Your task:
Count the lines in the data below that contain the string "dancer", treating uppercase and lowercase as different. Reply with the number only.
::: Input :::
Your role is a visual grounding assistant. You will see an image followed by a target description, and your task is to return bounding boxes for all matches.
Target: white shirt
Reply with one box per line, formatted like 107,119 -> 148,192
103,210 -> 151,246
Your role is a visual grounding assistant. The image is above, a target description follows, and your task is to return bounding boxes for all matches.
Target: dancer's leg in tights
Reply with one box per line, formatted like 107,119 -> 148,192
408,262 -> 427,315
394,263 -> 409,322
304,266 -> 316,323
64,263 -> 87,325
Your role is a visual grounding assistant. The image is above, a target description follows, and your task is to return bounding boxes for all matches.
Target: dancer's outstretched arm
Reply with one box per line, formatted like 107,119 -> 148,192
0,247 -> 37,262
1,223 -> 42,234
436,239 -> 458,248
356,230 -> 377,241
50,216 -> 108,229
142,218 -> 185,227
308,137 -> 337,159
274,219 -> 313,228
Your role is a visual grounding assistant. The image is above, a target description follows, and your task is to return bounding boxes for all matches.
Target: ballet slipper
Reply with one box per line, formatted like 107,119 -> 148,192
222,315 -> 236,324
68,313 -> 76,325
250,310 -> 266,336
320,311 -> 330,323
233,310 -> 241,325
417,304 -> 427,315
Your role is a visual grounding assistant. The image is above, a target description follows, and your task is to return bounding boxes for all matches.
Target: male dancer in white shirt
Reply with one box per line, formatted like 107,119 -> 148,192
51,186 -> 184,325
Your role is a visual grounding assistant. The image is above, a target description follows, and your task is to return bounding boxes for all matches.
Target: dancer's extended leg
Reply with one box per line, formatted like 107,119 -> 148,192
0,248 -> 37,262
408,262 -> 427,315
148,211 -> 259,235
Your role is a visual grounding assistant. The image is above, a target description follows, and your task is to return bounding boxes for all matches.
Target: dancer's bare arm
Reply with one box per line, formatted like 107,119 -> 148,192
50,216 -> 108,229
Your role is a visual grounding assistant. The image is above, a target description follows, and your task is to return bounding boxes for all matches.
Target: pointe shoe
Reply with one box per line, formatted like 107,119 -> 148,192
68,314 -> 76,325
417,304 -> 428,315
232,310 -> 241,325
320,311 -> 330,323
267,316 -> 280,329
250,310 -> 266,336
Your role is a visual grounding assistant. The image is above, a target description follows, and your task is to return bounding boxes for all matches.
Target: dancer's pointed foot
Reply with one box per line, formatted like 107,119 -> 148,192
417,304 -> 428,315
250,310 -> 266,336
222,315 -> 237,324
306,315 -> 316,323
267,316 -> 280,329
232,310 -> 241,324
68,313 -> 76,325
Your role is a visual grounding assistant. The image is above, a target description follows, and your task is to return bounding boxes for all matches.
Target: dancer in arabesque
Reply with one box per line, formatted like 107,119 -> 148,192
:::
Reply:
7